RECORDS Block Start

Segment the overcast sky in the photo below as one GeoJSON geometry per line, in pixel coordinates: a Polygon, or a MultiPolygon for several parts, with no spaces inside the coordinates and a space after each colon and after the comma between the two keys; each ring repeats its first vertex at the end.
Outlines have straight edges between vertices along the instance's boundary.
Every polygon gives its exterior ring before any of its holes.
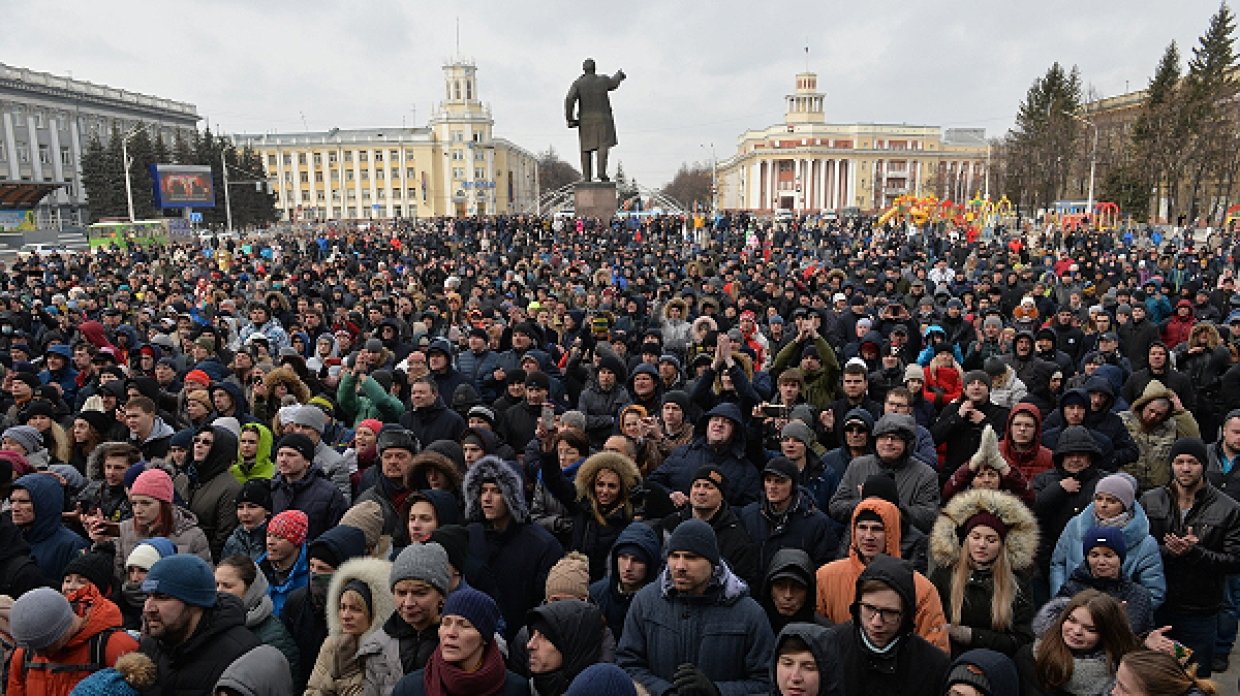
{"type": "Polygon", "coordinates": [[[8,0],[0,61],[188,101],[225,132],[425,125],[441,67],[478,65],[495,133],[576,161],[564,94],[592,56],[623,68],[612,153],[648,186],[783,117],[808,64],[831,122],[997,135],[1053,61],[1102,96],[1185,59],[1214,0],[573,2],[8,0]],[[54,7],[52,6],[54,5],[54,7]],[[304,124],[304,126],[303,126],[304,124]]]}

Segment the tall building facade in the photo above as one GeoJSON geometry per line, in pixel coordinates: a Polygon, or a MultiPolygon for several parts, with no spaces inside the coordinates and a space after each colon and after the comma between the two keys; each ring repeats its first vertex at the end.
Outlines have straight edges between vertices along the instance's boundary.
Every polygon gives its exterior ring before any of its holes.
{"type": "Polygon", "coordinates": [[[494,135],[477,66],[443,68],[426,127],[238,134],[262,157],[285,220],[496,215],[532,209],[534,154],[494,135]]]}
{"type": "MultiPolygon", "coordinates": [[[[82,153],[91,138],[146,128],[171,146],[198,124],[193,104],[0,63],[0,178],[63,184],[35,208],[40,227],[89,220],[82,153]]],[[[116,172],[124,176],[123,171],[116,172]]]]}
{"type": "Polygon", "coordinates": [[[961,200],[988,188],[982,129],[827,123],[818,76],[796,76],[784,122],[742,134],[716,170],[717,206],[733,210],[880,210],[898,196],[961,200]]]}

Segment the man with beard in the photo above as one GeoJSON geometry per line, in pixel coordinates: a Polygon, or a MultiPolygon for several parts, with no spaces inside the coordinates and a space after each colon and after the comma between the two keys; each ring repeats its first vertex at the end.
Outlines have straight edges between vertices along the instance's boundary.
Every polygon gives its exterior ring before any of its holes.
{"type": "Polygon", "coordinates": [[[233,660],[259,644],[245,627],[241,600],[217,593],[211,566],[197,556],[160,559],[142,589],[148,594],[138,649],[159,675],[148,693],[210,694],[233,660]]]}

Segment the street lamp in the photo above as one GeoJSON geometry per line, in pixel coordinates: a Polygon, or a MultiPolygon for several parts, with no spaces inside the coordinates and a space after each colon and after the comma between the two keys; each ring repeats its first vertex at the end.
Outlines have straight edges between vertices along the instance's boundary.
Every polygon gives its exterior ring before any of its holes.
{"type": "Polygon", "coordinates": [[[129,177],[129,166],[133,160],[129,158],[129,139],[155,125],[154,123],[138,124],[121,136],[121,162],[125,165],[125,202],[129,204],[129,221],[137,222],[133,213],[133,181],[129,177]]]}
{"type": "Polygon", "coordinates": [[[1085,204],[1085,214],[1089,215],[1090,223],[1092,224],[1094,215],[1094,171],[1098,167],[1098,124],[1071,111],[1065,110],[1064,113],[1094,129],[1094,145],[1089,151],[1089,200],[1085,204]]]}
{"type": "MultiPolygon", "coordinates": [[[[703,150],[706,149],[705,145],[698,145],[698,147],[702,148],[703,150]]],[[[715,156],[715,144],[711,143],[710,144],[710,216],[712,218],[718,214],[717,211],[719,209],[718,170],[719,170],[719,158],[715,156]]]]}

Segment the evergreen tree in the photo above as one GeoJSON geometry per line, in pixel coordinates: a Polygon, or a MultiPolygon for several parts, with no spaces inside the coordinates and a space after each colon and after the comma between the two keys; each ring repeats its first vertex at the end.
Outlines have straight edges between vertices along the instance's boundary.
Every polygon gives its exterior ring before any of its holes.
{"type": "Polygon", "coordinates": [[[1186,155],[1190,219],[1197,218],[1203,204],[1207,212],[1214,212],[1223,197],[1211,196],[1208,185],[1224,185],[1236,169],[1237,124],[1232,114],[1237,94],[1235,29],[1231,9],[1220,5],[1188,61],[1184,107],[1189,119],[1186,155]]]}
{"type": "Polygon", "coordinates": [[[129,138],[129,180],[133,187],[134,217],[147,220],[162,217],[154,209],[155,189],[151,180],[151,165],[155,163],[155,149],[151,143],[150,129],[145,124],[135,126],[129,138]]]}
{"type": "Polygon", "coordinates": [[[194,157],[197,164],[207,165],[211,167],[212,186],[215,189],[215,207],[202,208],[203,220],[211,225],[223,225],[226,215],[224,212],[224,177],[223,171],[220,169],[220,155],[224,152],[225,142],[215,137],[215,134],[208,128],[196,138],[194,157]]]}
{"type": "Polygon", "coordinates": [[[1063,192],[1081,125],[1072,116],[1081,106],[1081,76],[1073,66],[1054,63],[1034,80],[1008,133],[1011,159],[1007,182],[1017,202],[1049,206],[1063,192]]]}
{"type": "MultiPolygon", "coordinates": [[[[1135,158],[1145,164],[1142,183],[1157,200],[1166,200],[1169,216],[1175,214],[1175,184],[1184,171],[1181,148],[1188,126],[1180,103],[1180,79],[1180,49],[1172,41],[1154,69],[1132,129],[1135,158]]],[[[1142,208],[1148,210],[1148,203],[1142,208]]]]}
{"type": "MultiPolygon", "coordinates": [[[[113,141],[117,137],[113,132],[113,141]]],[[[98,134],[91,136],[86,151],[82,153],[82,187],[89,199],[91,222],[128,215],[119,149],[116,153],[111,152],[98,134]]]]}
{"type": "Polygon", "coordinates": [[[615,179],[616,179],[616,197],[620,200],[621,205],[623,205],[625,201],[631,200],[641,195],[641,193],[637,190],[637,182],[630,181],[629,178],[625,176],[624,162],[616,163],[615,179]]]}

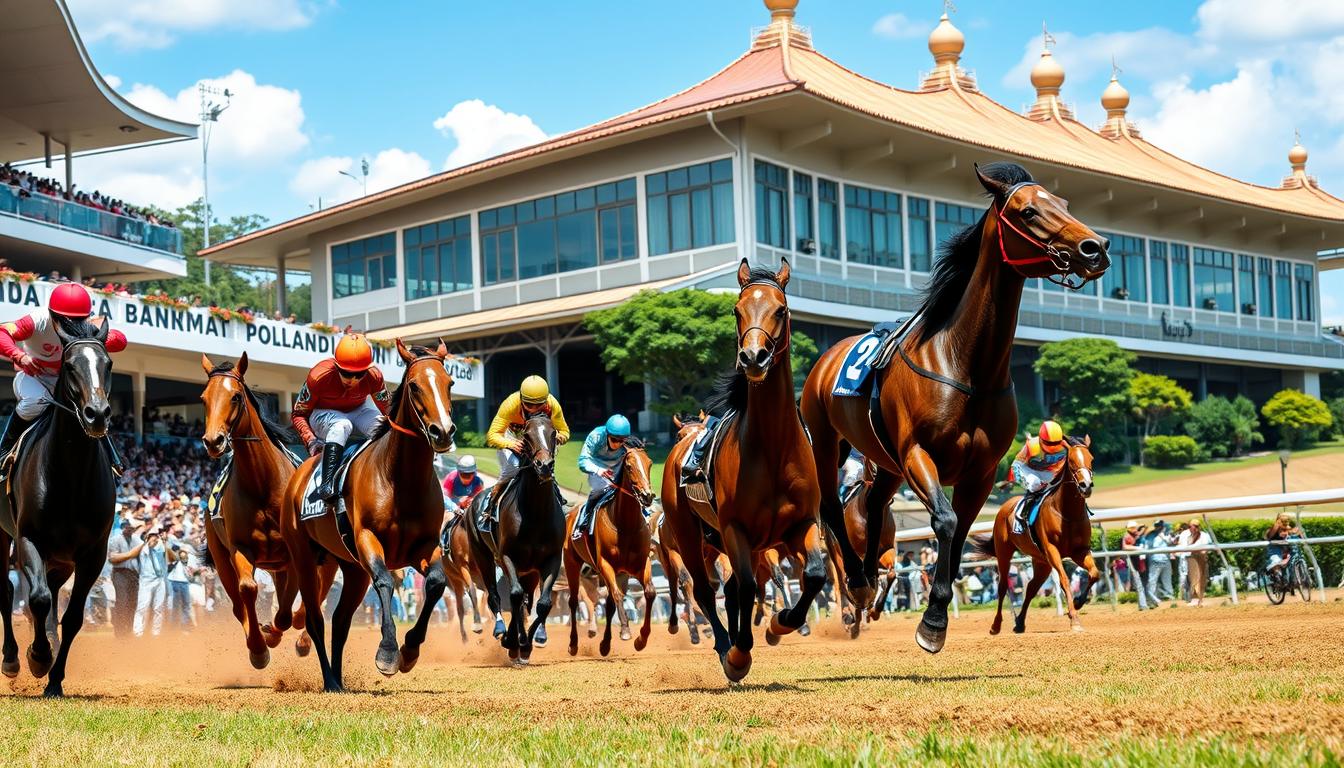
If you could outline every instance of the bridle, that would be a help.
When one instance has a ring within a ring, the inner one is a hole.
[[[245,441],[245,442],[246,442],[246,441],[250,441],[250,442],[258,442],[258,443],[261,442],[261,437],[259,437],[259,436],[257,436],[257,435],[238,435],[238,436],[235,436],[235,435],[233,434],[234,431],[238,429],[238,423],[241,422],[241,421],[243,420],[243,414],[247,412],[247,409],[248,409],[249,407],[251,407],[251,403],[250,403],[251,398],[249,397],[249,392],[250,392],[251,390],[249,390],[249,389],[247,388],[247,383],[243,381],[243,377],[242,377],[242,376],[239,376],[238,373],[237,373],[236,371],[233,371],[233,370],[228,370],[228,371],[216,371],[216,372],[210,374],[210,376],[209,376],[208,378],[210,378],[210,379],[214,379],[214,378],[220,378],[220,377],[223,377],[223,378],[226,378],[226,379],[233,379],[234,381],[238,382],[238,386],[240,386],[240,387],[243,388],[243,393],[242,393],[242,394],[243,394],[243,400],[244,400],[245,402],[247,402],[247,405],[244,405],[242,408],[239,408],[239,409],[238,409],[238,412],[235,413],[235,414],[233,415],[233,418],[229,420],[229,423],[228,423],[228,430],[226,430],[226,431],[224,432],[224,439],[225,439],[225,441],[226,441],[225,446],[224,446],[224,452],[225,452],[225,453],[230,453],[230,452],[233,451],[233,441],[234,441],[234,440],[243,440],[243,441]]]
[[[58,386],[57,386],[56,388],[59,389],[59,390],[62,390],[62,392],[64,391],[64,388],[63,388],[63,387],[60,387],[59,384],[65,380],[65,365],[66,365],[66,360],[67,360],[67,358],[70,356],[70,350],[74,349],[75,347],[80,346],[81,344],[96,344],[97,346],[99,346],[99,347],[102,348],[102,350],[103,350],[103,354],[107,354],[107,346],[106,346],[103,342],[99,341],[98,339],[73,339],[73,340],[67,342],[66,345],[65,345],[65,351],[64,351],[64,352],[62,353],[62,355],[61,355],[61,372],[60,372],[60,374],[57,376],[57,384],[58,384]],[[51,395],[51,399],[48,400],[47,402],[51,403],[52,405],[56,406],[57,408],[60,408],[62,411],[65,411],[66,413],[70,414],[71,416],[74,416],[76,420],[79,419],[79,413],[78,413],[77,411],[75,411],[74,407],[72,407],[72,406],[70,406],[70,405],[67,405],[67,404],[61,402],[61,395],[58,394],[58,393],[56,393],[56,392],[53,392],[53,391],[51,390],[51,387],[48,387],[48,386],[47,386],[47,383],[46,383],[45,381],[42,381],[41,377],[34,376],[34,377],[32,377],[32,378],[33,378],[33,380],[36,381],[37,383],[41,384],[43,389],[47,390],[47,394],[48,394],[48,395]]]
[[[779,291],[781,294],[784,293],[784,289],[780,287],[779,283],[775,282],[774,280],[752,280],[751,282],[742,286],[742,290],[739,292],[738,295],[740,296],[742,293],[746,293],[747,289],[753,285],[769,286]],[[765,330],[761,326],[753,325],[737,335],[738,349],[742,348],[742,343],[746,340],[747,334],[751,333],[752,331],[760,331],[761,334],[765,336],[765,338],[770,340],[769,344],[770,362],[774,362],[775,358],[781,352],[787,352],[789,349],[789,345],[793,341],[793,311],[789,309],[788,302],[786,301],[784,303],[784,332],[780,334],[780,336],[772,336],[770,335],[769,331]],[[742,368],[742,362],[740,358],[737,362],[737,367],[739,370],[741,370]]]
[[[415,358],[406,365],[406,378],[409,379],[411,377],[412,366],[414,366],[416,363],[423,363],[423,362],[437,362],[440,365],[443,365],[443,360],[439,359],[438,355],[421,355],[420,357]],[[443,366],[443,373],[444,375],[448,376],[450,381],[452,380],[452,375],[448,373],[448,366],[446,365]],[[403,382],[402,386],[405,386],[405,382]],[[387,415],[387,426],[408,437],[423,437],[425,438],[425,442],[430,442],[429,428],[425,426],[425,418],[420,415],[420,411],[416,410],[414,403],[409,403],[409,405],[411,407],[411,413],[415,414],[416,423],[420,425],[419,432],[416,432],[413,429],[403,427],[402,425],[398,424],[396,421],[395,413],[389,413]]]
[[[1012,267],[1014,270],[1017,271],[1019,275],[1022,275],[1023,277],[1030,277],[1030,275],[1024,274],[1022,272],[1021,267],[1029,264],[1049,263],[1050,266],[1055,268],[1055,273],[1046,275],[1045,276],[1046,280],[1049,280],[1055,285],[1068,288],[1071,291],[1082,290],[1083,286],[1092,282],[1092,278],[1083,278],[1082,282],[1080,283],[1074,283],[1070,280],[1070,278],[1073,277],[1073,275],[1069,272],[1068,257],[1070,253],[1067,249],[1061,249],[1055,246],[1055,240],[1056,238],[1059,237],[1060,233],[1064,231],[1063,228],[1060,228],[1052,232],[1050,236],[1046,238],[1046,240],[1041,241],[1037,239],[1035,236],[1033,236],[1030,232],[1026,232],[1020,227],[1018,227],[1016,224],[1013,224],[1013,222],[1007,216],[1004,216],[1004,211],[1008,209],[1008,203],[1013,199],[1013,195],[1016,195],[1018,191],[1021,190],[1023,187],[1039,187],[1039,186],[1041,186],[1041,184],[1035,181],[1023,181],[1018,184],[1014,184],[1008,190],[1008,193],[1003,196],[1003,202],[994,208],[994,215],[998,218],[999,224],[1001,225],[998,227],[999,255],[1003,258],[1004,264],[1007,264],[1008,266]],[[1026,240],[1029,244],[1035,246],[1036,248],[1039,248],[1041,252],[1035,256],[1026,256],[1023,258],[1013,258],[1012,256],[1009,256],[1008,248],[1003,242],[1004,227],[1007,227],[1008,229],[1012,230],[1014,233],[1017,234],[1018,237],[1022,238],[1023,240]]]
[[[547,419],[548,421],[549,421],[550,418],[551,418],[551,416],[550,416],[549,413],[542,412],[542,413],[536,413],[536,414],[533,414],[532,416],[529,416],[529,417],[527,418],[527,421],[524,421],[524,422],[523,422],[523,449],[524,449],[525,451],[527,451],[527,460],[528,460],[528,462],[530,462],[530,463],[533,465],[533,467],[535,467],[535,466],[536,466],[536,463],[537,463],[536,456],[537,456],[537,450],[538,450],[538,448],[537,448],[537,446],[534,445],[534,443],[533,443],[533,440],[532,440],[532,431],[529,430],[529,429],[527,428],[527,424],[528,424],[528,422],[532,421],[533,419],[535,419],[535,418],[537,418],[537,417],[539,417],[539,416],[544,416],[544,417],[546,417],[546,419]],[[552,429],[554,429],[554,426],[552,426]],[[554,441],[554,439],[555,439],[554,436],[552,436],[551,439],[552,439],[552,441]],[[554,447],[551,447],[551,448],[550,448],[550,452],[551,452],[551,460],[554,461],[554,460],[555,460],[555,448],[554,448]],[[536,475],[537,475],[537,479],[540,480],[540,481],[542,481],[543,483],[553,483],[553,482],[555,482],[555,473],[554,473],[554,472],[552,472],[550,475],[547,475],[547,476],[544,476],[544,477],[542,476],[542,474],[541,474],[540,472],[537,472]]]
[[[1092,508],[1087,504],[1087,497],[1083,496],[1083,485],[1081,482],[1079,482],[1078,479],[1079,475],[1082,474],[1083,472],[1086,472],[1090,479],[1092,477],[1092,470],[1088,467],[1073,466],[1073,449],[1075,447],[1077,446],[1072,445],[1067,446],[1068,450],[1067,454],[1064,457],[1064,462],[1067,465],[1066,469],[1068,470],[1068,472],[1065,475],[1066,479],[1063,480],[1062,482],[1072,485],[1073,487],[1078,489],[1078,495],[1081,496],[1083,499],[1083,509],[1087,510],[1088,517],[1092,517]]]

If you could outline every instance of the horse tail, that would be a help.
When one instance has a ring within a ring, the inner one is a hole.
[[[196,547],[196,559],[206,568],[215,567],[215,558],[210,554],[210,545],[202,541]]]
[[[995,557],[994,536],[988,533],[982,533],[979,536],[970,537],[971,553],[983,557]]]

RECORDS Block End

TASK DETAILS >>
Pull out all lines from the entries above that include the word "would".

TASK ANSWER >>
If you could outline every instance of the bridle, that would be a help.
If you could outline every instance of the horse tail, that would be a help.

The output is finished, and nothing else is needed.